課題 1
遅発性乳熱の記事のうち、「10月のとある夕方、メイプル牧場で診療していると、スタッフが」から「で、今日は月曜日でもう夕方です。分娩後65時間が経過しています。」までの部分を、一字一句違えずに書き写してください。
課題 2
遅発性乳熱の記事にある次の文を英語に訳してください。「乳熱は、様々なサプリメントが市販され、予防方法も考えられていますが、未だ完璧な駆逐の難しい疾病です。」

分析用テキスト
_ _ _

ナヌッ!何故立たない!?。落ち着いて考えてみよう。遅発性乳熱編。

 10月のとある夕方、メイプル牧場で診療していると、スタッフが

   「牛がパーラーで立ちません!。」  と言いに来ました。パーラーは産褥期牛群(産んで間も無く、初乳であるため出荷できない牛たち)や診療牛群(抗生物質投与され合乳できない牛)を搾乳するヘリンボーン(魚の骨の形をしているので)ミルキングパーラーです。ここで牛に座り込んでもらう大変困ります。何故なら、ホイルローダーのような重機が入る出入り口ないため、人力で対応しなければならず、600kg以上もある乳牛を動かすなんて、とても無理。

   スタッフに頼み、この牛の産歴を調べてもらうと、土曜日のA.M.0:00に4産目を分娩していました。

 で、今日は月曜日でもう夕方です。分娩後65時間が経過しています。

   「乳熱っ?。………!?」  発熱もなく、皮温は低く、乳房炎の反応もなく、膣粘膜等の紫斑もなく、眼つきも悪くなく、第一胃は硬く蠕動もなく、便は水分の少ない硬いものだったので、敗血症とも思えず、疑心暗鬼でしたが、Ca補液を行いました。  ゆっくり輸液した後、牛をちょっと脅かすとおもむろに起立しました。  ホッと、一安心です。  その日の搾乳はやめておきます。  診療所に帰り、血液検査をすると、Caは3.6mg/mlでIPは1.7でした。

 正直、自分は36時間以上経過した乳熱には遭遇した経験がなかったですが、産業動物臨床家の入門書である『牛の臨床』には分娩後3日での乳熱の発生は発症牛の内、2.8%と記してありました。確率は低いですが、ゼロではないのです。  この牛は2産後の空胎期間が長く、つまり中々種が付かず、逆に3産後は空胎期間がとても短かったそうです。こういう産歴や、季節等の諸条件が重なり、発症したものと思われます。

   乳熱は、様々なサプリメントが市販され、予防方法も考えられていますが、未だ完璧な駆逐の難しい疾病です。  無論、メイプル牧場もCaの充足や、DCADといった飼養管理は完璧で、分娩牛に対するCaサプリメントのかなり贅沢な投与プログラムも行っています。

   牛群全体の産次数も高くなり、これから寒くなり、発生の多い季節を迎えることとなります。

_ _ _

データソースからの記録
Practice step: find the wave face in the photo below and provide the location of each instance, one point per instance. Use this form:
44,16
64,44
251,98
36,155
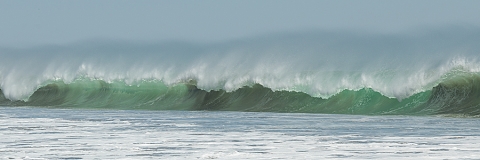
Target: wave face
416,73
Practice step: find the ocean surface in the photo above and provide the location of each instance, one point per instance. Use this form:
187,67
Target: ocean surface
299,95
41,133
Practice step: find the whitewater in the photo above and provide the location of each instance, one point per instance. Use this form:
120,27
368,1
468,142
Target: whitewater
414,73
298,95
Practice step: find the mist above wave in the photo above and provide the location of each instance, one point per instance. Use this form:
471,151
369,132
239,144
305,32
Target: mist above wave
318,63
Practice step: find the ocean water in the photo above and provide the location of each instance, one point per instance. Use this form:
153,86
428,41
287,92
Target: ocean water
42,133
299,95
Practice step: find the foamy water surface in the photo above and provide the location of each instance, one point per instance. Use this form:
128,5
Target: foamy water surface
38,133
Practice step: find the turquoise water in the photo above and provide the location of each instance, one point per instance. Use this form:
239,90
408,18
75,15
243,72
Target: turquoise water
456,95
39,133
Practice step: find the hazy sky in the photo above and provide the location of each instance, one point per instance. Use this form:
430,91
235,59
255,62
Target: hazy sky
27,23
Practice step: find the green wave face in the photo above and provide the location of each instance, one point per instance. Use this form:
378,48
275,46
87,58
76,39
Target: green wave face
457,95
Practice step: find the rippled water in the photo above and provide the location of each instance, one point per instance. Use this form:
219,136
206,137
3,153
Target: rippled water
39,133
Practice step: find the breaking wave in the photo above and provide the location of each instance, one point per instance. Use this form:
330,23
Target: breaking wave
434,72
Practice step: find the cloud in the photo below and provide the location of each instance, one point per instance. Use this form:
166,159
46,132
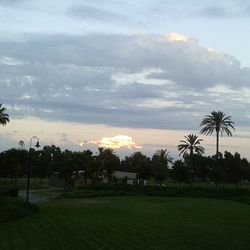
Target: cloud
174,37
137,81
115,142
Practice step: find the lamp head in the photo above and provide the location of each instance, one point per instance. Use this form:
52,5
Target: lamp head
37,145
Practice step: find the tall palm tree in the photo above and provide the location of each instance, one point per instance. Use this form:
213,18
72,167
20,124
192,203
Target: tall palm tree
191,144
220,123
4,118
162,155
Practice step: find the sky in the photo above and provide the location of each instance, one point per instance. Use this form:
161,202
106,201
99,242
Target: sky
130,75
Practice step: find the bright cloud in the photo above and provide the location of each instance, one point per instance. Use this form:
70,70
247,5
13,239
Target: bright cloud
118,141
172,37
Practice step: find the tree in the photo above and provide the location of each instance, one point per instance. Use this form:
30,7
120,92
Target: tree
142,165
160,162
181,172
4,118
191,144
220,123
109,162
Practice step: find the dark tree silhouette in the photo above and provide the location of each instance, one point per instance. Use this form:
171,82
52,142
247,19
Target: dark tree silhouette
191,144
4,118
220,123
160,163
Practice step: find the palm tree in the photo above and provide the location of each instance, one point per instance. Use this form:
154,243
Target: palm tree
191,144
4,118
220,123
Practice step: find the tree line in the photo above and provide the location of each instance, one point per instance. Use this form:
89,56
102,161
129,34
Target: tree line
193,166
227,168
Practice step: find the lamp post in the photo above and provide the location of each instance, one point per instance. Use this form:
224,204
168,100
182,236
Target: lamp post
29,166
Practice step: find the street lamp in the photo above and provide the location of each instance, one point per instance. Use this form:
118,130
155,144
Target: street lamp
37,145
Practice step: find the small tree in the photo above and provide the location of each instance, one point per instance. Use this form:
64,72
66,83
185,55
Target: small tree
160,163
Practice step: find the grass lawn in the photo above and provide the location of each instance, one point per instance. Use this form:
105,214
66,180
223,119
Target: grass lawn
35,183
131,223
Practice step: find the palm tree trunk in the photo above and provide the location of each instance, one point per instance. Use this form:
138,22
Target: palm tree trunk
217,158
217,145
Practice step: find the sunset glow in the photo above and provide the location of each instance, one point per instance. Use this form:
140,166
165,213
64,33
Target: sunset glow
118,141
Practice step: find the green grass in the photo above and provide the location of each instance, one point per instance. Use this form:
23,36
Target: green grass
13,208
35,183
131,223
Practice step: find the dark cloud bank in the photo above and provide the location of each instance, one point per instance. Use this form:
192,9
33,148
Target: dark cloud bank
132,81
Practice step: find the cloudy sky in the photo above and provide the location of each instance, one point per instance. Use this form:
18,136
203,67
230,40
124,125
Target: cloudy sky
132,75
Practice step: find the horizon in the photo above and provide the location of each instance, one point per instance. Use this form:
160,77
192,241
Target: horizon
137,76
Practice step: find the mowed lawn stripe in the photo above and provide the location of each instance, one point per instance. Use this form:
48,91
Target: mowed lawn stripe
131,223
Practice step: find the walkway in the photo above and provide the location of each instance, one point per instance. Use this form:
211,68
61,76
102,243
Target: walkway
34,197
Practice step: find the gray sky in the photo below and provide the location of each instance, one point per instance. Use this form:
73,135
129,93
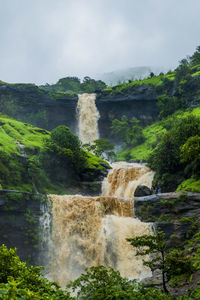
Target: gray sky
44,40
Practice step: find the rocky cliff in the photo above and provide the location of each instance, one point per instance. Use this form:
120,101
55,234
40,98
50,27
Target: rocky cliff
29,103
20,215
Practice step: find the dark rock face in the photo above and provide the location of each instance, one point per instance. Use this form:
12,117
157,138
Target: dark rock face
142,190
172,213
28,103
140,103
20,213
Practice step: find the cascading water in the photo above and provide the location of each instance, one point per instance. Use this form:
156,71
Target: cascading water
124,177
91,231
88,117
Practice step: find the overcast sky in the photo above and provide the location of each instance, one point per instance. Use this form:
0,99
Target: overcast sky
44,40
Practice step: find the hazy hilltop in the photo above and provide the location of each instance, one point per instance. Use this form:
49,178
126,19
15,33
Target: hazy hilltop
123,75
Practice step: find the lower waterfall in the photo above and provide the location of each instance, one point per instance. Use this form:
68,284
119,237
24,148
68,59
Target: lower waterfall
90,231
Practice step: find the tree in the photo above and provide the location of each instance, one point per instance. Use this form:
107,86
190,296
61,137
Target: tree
101,146
190,151
106,284
195,58
171,262
63,137
156,245
17,281
128,131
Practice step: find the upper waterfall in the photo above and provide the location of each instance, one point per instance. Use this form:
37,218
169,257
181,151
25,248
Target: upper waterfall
88,117
124,178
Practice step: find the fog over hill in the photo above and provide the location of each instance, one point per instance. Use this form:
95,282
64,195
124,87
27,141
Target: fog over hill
123,75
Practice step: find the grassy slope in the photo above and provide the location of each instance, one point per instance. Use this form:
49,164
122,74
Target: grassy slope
154,81
151,134
13,133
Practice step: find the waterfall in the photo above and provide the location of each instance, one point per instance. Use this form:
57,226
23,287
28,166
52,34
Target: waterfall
124,177
88,117
91,231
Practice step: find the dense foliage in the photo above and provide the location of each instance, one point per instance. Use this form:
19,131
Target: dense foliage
18,281
177,155
127,131
170,262
35,160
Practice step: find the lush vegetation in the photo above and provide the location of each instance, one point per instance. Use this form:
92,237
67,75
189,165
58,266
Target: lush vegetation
171,148
18,281
30,157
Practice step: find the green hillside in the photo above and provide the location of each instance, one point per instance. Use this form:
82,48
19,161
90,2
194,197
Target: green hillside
31,161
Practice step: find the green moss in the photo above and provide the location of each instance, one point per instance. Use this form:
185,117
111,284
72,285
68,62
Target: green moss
11,131
152,134
94,162
190,184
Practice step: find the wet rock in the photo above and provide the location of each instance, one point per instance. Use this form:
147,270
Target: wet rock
142,190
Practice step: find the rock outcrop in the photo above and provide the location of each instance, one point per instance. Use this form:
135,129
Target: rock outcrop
173,213
29,103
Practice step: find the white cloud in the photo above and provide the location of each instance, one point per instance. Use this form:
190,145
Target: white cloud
42,41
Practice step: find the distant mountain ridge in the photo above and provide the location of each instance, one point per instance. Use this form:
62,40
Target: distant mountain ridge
123,75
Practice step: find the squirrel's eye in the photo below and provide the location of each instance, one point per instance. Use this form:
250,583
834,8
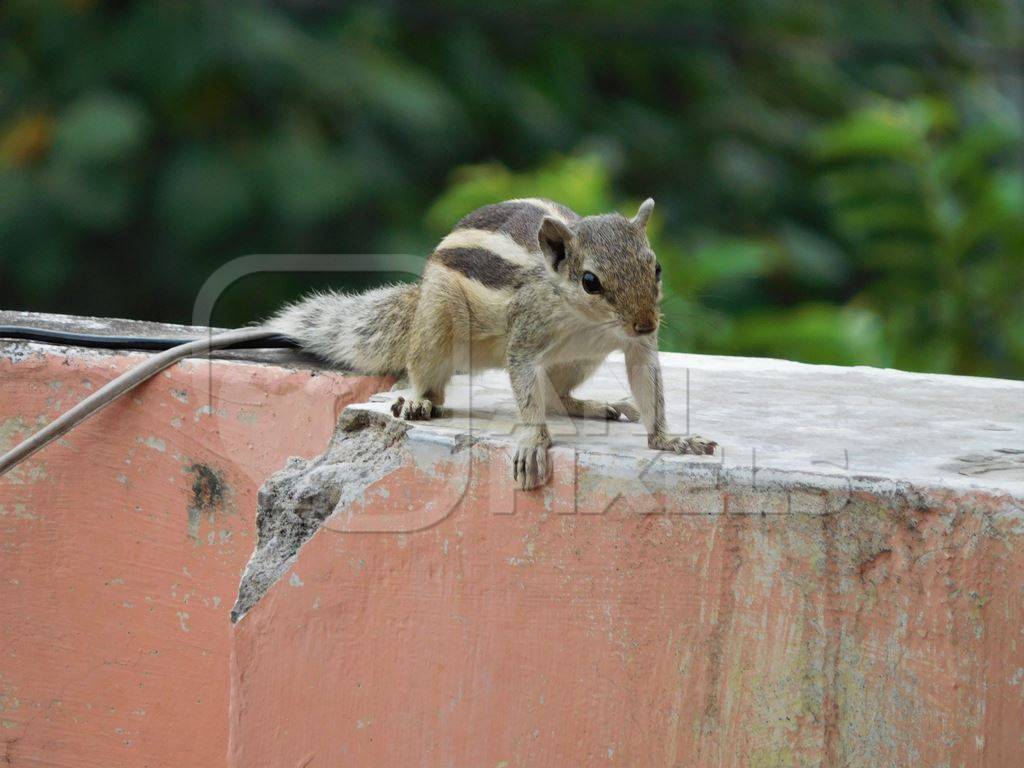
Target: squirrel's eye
590,283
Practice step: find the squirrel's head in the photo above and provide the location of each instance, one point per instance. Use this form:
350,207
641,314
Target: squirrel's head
610,272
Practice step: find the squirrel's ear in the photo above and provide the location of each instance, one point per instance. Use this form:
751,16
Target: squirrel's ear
555,236
640,220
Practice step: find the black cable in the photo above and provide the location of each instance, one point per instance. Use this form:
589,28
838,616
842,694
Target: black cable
68,338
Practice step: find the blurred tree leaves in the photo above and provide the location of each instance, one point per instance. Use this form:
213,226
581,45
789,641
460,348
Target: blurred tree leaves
833,185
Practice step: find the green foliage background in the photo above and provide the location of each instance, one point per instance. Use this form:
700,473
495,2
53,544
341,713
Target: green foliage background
836,182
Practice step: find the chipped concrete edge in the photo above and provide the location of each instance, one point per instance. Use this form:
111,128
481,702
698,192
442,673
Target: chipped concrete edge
369,444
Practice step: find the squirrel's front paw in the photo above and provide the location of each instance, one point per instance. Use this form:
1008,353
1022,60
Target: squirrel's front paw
529,465
692,444
415,409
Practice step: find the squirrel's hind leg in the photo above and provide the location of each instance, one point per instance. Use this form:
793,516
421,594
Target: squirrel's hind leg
429,363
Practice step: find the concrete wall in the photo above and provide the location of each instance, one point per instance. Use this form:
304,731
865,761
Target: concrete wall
844,587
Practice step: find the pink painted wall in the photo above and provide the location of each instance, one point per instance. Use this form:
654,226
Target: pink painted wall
122,546
858,630
832,631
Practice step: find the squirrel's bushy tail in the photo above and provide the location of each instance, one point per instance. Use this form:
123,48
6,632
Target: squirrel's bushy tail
366,333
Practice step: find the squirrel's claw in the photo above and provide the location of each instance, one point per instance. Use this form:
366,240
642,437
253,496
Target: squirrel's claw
692,444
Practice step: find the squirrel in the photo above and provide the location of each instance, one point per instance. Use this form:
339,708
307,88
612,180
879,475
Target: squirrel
524,285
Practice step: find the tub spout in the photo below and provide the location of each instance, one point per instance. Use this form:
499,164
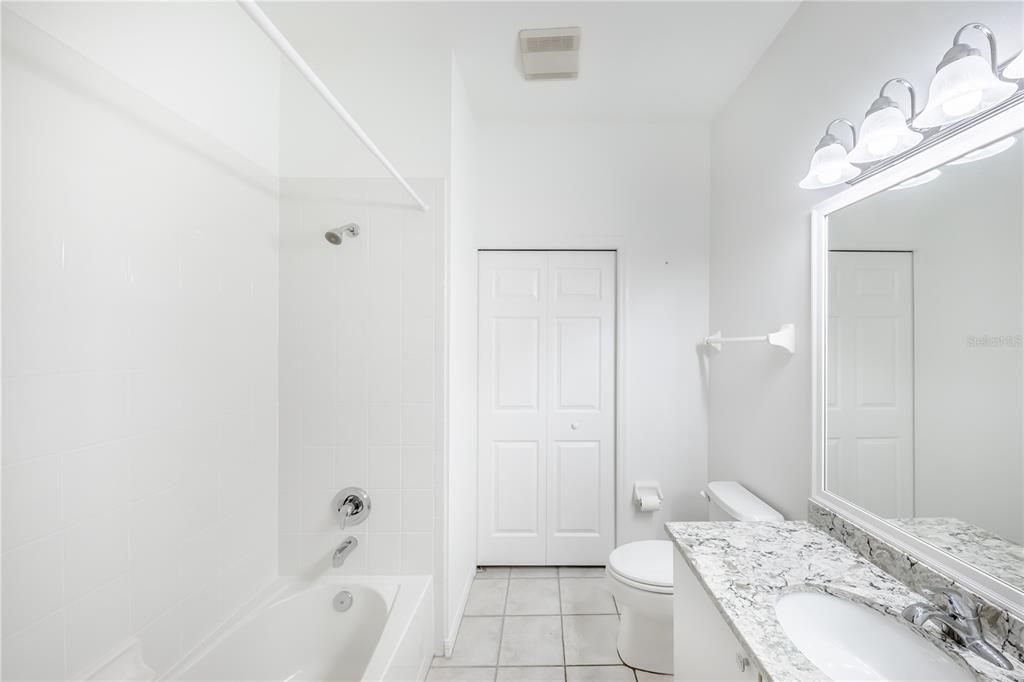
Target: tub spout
347,547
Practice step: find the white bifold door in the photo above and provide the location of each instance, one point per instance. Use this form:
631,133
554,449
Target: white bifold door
869,450
547,399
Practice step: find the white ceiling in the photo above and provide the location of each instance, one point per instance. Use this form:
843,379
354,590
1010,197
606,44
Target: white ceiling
637,59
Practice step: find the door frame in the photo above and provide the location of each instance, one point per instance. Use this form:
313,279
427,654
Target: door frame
620,360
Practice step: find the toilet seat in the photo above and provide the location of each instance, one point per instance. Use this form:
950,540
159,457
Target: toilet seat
645,565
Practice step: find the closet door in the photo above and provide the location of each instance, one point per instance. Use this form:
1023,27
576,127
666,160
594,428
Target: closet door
582,408
869,453
546,408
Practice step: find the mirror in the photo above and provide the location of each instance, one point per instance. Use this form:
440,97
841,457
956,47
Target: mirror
924,373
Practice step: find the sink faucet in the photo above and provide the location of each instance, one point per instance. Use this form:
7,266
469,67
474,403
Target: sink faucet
962,615
344,549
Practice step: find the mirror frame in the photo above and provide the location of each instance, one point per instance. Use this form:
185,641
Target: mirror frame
985,132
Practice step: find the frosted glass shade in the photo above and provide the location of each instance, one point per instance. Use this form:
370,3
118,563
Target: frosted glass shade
961,89
1015,69
828,168
884,133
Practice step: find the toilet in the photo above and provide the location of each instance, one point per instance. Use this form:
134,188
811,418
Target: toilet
639,577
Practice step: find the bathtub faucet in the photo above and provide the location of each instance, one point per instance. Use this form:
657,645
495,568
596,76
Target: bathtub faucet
344,549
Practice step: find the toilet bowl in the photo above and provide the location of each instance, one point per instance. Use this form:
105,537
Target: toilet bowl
639,576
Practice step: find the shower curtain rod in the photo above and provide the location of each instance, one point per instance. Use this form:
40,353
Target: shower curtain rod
264,23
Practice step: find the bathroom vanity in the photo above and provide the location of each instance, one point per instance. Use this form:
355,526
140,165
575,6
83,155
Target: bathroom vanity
916,513
732,578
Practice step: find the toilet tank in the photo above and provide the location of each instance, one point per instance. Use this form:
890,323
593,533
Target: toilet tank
732,502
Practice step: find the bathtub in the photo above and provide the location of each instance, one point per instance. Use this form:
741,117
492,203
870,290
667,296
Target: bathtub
293,632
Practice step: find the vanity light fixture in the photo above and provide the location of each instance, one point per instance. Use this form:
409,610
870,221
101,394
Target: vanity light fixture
965,83
885,131
829,165
1015,70
985,152
919,180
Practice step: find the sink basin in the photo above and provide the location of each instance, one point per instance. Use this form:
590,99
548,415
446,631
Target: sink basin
850,641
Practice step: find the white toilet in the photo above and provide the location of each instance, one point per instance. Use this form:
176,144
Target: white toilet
639,577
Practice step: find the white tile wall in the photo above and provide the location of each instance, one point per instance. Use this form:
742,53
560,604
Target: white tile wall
359,374
139,370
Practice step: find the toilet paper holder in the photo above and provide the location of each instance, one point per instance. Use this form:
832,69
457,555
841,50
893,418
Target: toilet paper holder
647,496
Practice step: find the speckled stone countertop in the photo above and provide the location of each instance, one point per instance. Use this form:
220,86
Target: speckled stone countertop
745,566
986,551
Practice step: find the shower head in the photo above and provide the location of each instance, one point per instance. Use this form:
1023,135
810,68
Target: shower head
334,236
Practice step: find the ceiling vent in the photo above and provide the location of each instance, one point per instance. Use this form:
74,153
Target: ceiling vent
550,54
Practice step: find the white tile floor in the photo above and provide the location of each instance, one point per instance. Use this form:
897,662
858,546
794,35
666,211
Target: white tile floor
538,625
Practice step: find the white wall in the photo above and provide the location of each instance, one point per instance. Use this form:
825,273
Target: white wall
398,95
461,431
829,60
965,230
207,62
359,374
641,188
139,364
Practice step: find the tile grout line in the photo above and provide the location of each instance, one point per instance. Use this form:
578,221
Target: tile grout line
561,623
501,629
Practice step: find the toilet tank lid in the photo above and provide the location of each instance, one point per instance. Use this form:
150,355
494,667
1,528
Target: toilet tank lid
739,503
646,561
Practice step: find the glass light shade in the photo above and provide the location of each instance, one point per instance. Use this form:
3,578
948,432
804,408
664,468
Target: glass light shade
919,180
884,133
1015,69
985,152
961,89
828,168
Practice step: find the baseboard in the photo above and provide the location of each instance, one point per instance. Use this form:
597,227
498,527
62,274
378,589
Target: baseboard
460,611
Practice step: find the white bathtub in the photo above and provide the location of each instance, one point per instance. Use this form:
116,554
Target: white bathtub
293,632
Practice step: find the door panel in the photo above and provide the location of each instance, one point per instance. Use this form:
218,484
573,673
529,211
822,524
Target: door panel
581,426
869,455
547,408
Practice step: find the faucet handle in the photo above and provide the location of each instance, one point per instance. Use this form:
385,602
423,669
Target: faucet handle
957,602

_ _ _

解答 1
10月のとある夕方、メイプル牧場で診療していると、スタッフが

   「牛がパーラーで立ちません!。」  と言いに来ました。パーラーは産褥期牛群(産んで間も無く、初乳であるため出荷できない牛たち)や診療牛群(抗生物質投与され合乳できない牛)を搾乳するヘリンボーン(魚の骨の形をしているので)ミルキングパーラーです。ここで牛に座り込んでもらう大変困ります。何故なら、ホイルローダーのような重機が入る出入り口ないため、人力で対応しなければならず、600kg以上もある乳牛を動かすなんて、とても無理。

   スタッフに頼み、この牛の産歴を調べてもらうと、土曜日のA.M.0:00に4産目を分娩していました。

 で、今日は月曜日でもう夕方です。分娩後65時間が経過しています。

解答 2
Various supplements for milk fever are on the market and prevention methods have been devised, but it is still a disease that is difficult to eradicate completely.